A glass half empty on Bill submission claims

It was the dizzy limit.
As if another birthday wasn't bad enough. Now, my acumen was on the line.
Not only could I not solve Wordle, but I had spent part of the big day knocking back water I wrongly thought was the finest in the country and retracing my footsteps in Oamaru looking for an errant knitting needle I'd owned for more than 40 years — steel disguised by a pink plastic coating.
I was not an earlier adopter of Wordle, the daily time waster, and the way I play it has been criticised by the sisterhood. No surprises there.
For the uninitiated, Wordle is a computer game now owned by The New York Times offering a daily opportunity to guess a five-letter word. You have six attempts, with your correct letters identified as you go along, together with whether you have them in the right place.
The sisters scoff at me for: using my laptop because I have a burner phone, having no interest in sharing my results, and unimaginatively starting with the same word every time — tripe.
On the day of my birthday I gave up, even though I had the a, the i and the n in the correct places.
The "word" was admin.
To me, that is not a word but an abbreviation. Various dictionaries accept it, even though it can mean administration, administrator or administrative.
I tried to drown my sorrow/indignation about this by washing down my birthday bacon and egg breakfast in Timaru with the city's finest water.
The cafe staff were taken aback at me thinking their water, with its chlorine notes lingering on the palate, was New Zealand-leading.
That's because the country's prize-winning drinking water was not the stuff chugging through the pipes in the centre of the city, but from the small rural Seadown scheme.
To taste it, I could have gone to a fountain at Timaru Airport, but I foolishly had not done my homework.

Data records:
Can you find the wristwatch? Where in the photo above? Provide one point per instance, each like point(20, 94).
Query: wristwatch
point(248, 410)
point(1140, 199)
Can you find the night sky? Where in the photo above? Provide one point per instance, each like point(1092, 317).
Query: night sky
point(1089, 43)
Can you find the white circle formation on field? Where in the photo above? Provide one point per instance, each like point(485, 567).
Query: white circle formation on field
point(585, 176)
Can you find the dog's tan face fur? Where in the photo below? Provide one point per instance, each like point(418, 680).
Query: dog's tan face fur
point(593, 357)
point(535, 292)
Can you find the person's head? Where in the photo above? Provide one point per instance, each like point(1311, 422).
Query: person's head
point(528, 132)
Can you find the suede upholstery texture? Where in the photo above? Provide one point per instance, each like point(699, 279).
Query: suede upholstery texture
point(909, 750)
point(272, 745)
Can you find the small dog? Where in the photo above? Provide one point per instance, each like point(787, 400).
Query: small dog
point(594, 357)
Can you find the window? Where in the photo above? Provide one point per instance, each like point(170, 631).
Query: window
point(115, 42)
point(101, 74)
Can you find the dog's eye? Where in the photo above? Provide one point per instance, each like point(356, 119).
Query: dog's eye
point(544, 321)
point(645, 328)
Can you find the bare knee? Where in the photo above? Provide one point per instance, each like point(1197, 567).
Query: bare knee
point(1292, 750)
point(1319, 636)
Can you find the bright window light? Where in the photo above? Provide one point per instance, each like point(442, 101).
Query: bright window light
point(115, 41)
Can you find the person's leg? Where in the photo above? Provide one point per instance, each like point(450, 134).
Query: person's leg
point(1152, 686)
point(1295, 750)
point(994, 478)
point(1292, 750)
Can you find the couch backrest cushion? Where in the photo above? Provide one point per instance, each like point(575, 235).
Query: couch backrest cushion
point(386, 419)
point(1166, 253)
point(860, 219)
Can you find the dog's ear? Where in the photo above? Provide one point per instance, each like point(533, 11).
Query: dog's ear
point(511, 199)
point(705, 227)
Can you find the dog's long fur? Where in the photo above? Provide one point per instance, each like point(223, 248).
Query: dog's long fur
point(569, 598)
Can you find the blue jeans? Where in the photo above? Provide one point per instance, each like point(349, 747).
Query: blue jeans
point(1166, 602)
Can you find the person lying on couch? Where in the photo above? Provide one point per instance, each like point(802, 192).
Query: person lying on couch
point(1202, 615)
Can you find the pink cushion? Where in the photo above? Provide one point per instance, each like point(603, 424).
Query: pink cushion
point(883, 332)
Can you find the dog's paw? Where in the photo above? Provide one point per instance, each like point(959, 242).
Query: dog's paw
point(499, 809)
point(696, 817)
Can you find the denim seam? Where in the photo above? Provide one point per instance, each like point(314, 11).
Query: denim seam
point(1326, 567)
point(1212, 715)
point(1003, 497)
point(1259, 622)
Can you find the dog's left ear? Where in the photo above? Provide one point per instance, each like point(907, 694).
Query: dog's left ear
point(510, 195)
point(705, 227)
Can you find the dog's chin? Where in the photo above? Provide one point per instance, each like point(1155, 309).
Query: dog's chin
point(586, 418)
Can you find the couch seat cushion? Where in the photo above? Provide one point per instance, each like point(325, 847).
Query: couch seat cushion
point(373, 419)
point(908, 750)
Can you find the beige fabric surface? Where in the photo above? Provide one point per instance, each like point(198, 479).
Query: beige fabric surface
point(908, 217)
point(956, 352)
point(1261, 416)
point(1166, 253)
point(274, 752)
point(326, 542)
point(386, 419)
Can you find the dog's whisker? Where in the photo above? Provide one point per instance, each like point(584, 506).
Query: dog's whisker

Exercises:
a – Rewrite the part of the column starting at "A glass half" and ending at "No surprises there.", with "knitting needle" changed to "crochet hook".
b – Answer these questions from the column:
(i) How many attempts does Wordle give to guess the word?
(ii) What word does the writer start with every time?
(iii) Where could the writer have gone to taste the prize-winning water?

Answers by task:
a –
A glass half empty on Bill submission claims

It was the dizzy limit.
As if another birthday wasn't bad enough. Now, my acumen was on the line.
Not only could I not solve Wordle, but I had spent part of the big day knocking back water I wrongly thought was the finest in the country and retracing my footsteps in Oamaru looking for an errant crochet hook I'd owned for more than 40 years — steel disguised by a pink plastic coating.
I was not an earlier adopter of Wordle, the daily time waster, and the way I play it has been criticised by the sisterhood. No surprises there.

b –
(i) Six
(ii) Tripe
(iii) A fountain at Timaru Airport